● Stored data entries

★ ★ ★

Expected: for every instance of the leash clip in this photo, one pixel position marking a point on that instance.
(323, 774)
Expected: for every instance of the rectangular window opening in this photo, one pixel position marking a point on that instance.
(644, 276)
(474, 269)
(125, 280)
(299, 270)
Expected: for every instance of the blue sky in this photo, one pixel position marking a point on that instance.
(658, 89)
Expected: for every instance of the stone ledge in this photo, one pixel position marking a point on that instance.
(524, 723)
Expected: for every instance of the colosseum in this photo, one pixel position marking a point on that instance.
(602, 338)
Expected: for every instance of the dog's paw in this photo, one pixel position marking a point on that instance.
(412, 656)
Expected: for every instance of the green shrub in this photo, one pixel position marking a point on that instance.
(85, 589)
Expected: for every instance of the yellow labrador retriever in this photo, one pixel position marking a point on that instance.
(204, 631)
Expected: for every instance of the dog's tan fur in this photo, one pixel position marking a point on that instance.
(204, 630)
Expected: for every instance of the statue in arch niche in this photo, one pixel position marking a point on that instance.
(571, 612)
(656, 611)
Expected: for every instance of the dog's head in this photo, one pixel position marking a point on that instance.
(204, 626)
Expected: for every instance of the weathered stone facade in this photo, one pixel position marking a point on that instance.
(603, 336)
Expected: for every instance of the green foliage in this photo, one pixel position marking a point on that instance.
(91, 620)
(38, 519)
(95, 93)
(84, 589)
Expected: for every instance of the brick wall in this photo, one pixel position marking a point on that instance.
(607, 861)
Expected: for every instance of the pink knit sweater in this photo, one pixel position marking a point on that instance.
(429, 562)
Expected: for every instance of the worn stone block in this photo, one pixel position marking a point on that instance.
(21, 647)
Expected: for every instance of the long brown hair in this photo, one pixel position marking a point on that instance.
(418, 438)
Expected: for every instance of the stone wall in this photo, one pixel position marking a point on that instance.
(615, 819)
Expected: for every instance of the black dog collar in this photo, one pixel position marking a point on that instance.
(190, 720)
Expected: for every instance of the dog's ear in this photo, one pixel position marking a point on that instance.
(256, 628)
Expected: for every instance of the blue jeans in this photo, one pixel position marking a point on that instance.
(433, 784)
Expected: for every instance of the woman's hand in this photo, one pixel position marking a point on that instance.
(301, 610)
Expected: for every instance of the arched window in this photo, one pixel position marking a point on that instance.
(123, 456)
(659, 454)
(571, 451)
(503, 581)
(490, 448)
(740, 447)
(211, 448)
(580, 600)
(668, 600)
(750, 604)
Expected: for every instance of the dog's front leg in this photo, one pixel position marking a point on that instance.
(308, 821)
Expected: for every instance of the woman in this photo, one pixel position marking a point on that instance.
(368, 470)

★ ★ ★

● What this task involves
Write an exact transcription of every entry above.

● Reply
Expected: for every instance of the leash clip in this photo, one pixel position marking a point on that instance.
(323, 774)
Expected: for every instance of the rectangular window opening in this photo, one pixel position marking a point on that instance.
(644, 276)
(474, 269)
(125, 280)
(299, 270)
Expected: for every instance of the blue sky in this photo, one pixel position marking a point on that instance.
(658, 89)
Expected: for every instance of the stone ledge in this photo, one pixel position marking a point on that instance.
(524, 723)
Expected: for every instance of the colosseum in this photo, one pixel position marking a point on that instance.
(602, 338)
Expected: for every instance of the dog's paw in this photo, one pixel position marking a point on that instance.
(412, 656)
Expected: for every instance of the green shrub in this photo, one pixel position marking a point on that instance.
(85, 589)
Expected: for every instance of the yellow labrador retriever in this photo, one pixel position marking a point on that instance.
(204, 631)
Expected: for every instance of the dog's tan fur in this photo, one pixel position marking a point on that instance.
(204, 630)
Expected: for every instance of the statue in arch niche in this photo, one pixel position marking a point on that instance.
(571, 612)
(656, 611)
Expected: for every instance of the dog's head in this photo, one pixel position marking a point on that instance.
(204, 626)
Expected: for every instance of the weathered stone facade in this photo, one pixel position marking a point on that instance.
(603, 336)
Expected: for every instance of the green foliage in this photo, one pixel position marking a point on that instance.
(91, 620)
(38, 519)
(95, 93)
(84, 589)
Expected: for every instance of the brick wall in this photo, one pixel position marking a point on that instance.
(607, 861)
Expected: for every instance of the pink knit sweater in this photo, one pixel position marking a point on that instance.
(429, 562)
Expected: for every instance of the worn stone block in this photo, one pixel position marking a point on that instance.
(21, 647)
Expected: for every instance of the long brown hair in this photo, one pixel position marking a point on that instance.
(418, 438)
Expected: for every instance of the stone wall in this photo, one pixel position marking a point on that instance.
(615, 819)
Expected: for every instance of the black dog collar in this photo, one pixel position marking a point on that instance.
(190, 720)
Expected: for every instance of the dog's ear in this photo, one pixel position marking a point on that instance.
(256, 628)
Expected: for every instance of the blue jeans in this photo, one pixel position marking a point on that instance.
(433, 784)
Expected: for every instance of the woman's hand in this photo, one pixel position marking a point on that instance.
(301, 610)
Expected: for every instance of the arched window in this photo, one pixel position marking a point on that instance.
(123, 456)
(659, 454)
(571, 451)
(503, 581)
(490, 448)
(740, 447)
(211, 448)
(580, 600)
(668, 600)
(750, 604)
Expected: for every instance of the dog's front leg in this photo, one pixel position marking a point on that instance.
(308, 821)
Expected: for every instance of the woman in this photo, one pixel position marking a point on that instance.
(368, 470)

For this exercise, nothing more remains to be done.